日本独自というか、施設(病院)単位での制度です。
制度というか、病院単位なので制度以前の問題です。
診療看護師学会というものがあります。
正確に言うと「日本NP学会」です。
正式名称にNPと言われても、正直なところナンノコッチャわかりません。
そのNP学会は、NPというシステムの法制度化に向けて活動を行っています。
日本最大規模の看護職団体である、日本看護協会もナースプラクティショナー制度の法制化へ向けて歩き始めているところのようです。
わたしが気に入らないのは、日本看護協会は自分たちナースは良くて、例えば診療放射線技師や救命士の役割拡大に対しては反対の立場をとっていることは、非常に気になります。
自分は良くて他人はだめなのか?といった感じです。
もっと協働すべきであり、医療はオーバラップする部分があって然るべきだと思っています。
------------------------------
● 作業内容 A
本文の「日本最大規模の看護職団体であ」から「て然るべきだと思っています。」までを、「協働」を「連携」に置き換えて書き直す。
● 作業内容 B
正式名称も含め、本文に出てくる団体の名称をすべて挙げる。
● 作業内容 C
本文の「わたしが気に入らないのは」で始まる段落を、主な事実を残してより短く書き直す。
この後のレコードは本文とは別の資料である。
------------------------------
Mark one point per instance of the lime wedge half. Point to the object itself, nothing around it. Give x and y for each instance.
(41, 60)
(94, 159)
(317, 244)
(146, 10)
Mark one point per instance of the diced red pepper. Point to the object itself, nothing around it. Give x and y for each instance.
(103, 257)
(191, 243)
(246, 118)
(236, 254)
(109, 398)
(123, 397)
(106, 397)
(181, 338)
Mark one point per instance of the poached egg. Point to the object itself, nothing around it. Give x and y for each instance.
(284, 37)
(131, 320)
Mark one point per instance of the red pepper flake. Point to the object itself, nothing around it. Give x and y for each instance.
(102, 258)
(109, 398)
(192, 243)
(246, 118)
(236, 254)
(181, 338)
------------------------------
● 解答 A
日本最大規模の看護職団体である、日本看護協会もナースプラクティショナー制度の法制化へ向けて歩き始めているところのようです。
わたしが気に入らないのは、日本看護協会は自分たちナースは良くて、例えば診療放射線技師や救命士の役割拡大に対しては反対の立場をとっていることは、非常に気になります。
自分は良くて他人はだめなのか?といった感じです。
もっと連携すべきであり、医療はオーバラップする部分があって然るべきだと思っています。

● 解答 B
診療看護師学会
日本NP学会
日本看護協会

● 解答 C
日本看護協会は看護師については良いとしながら、診療放射線技師や救命士の役割拡大には反対しており、その点が非常に気になる。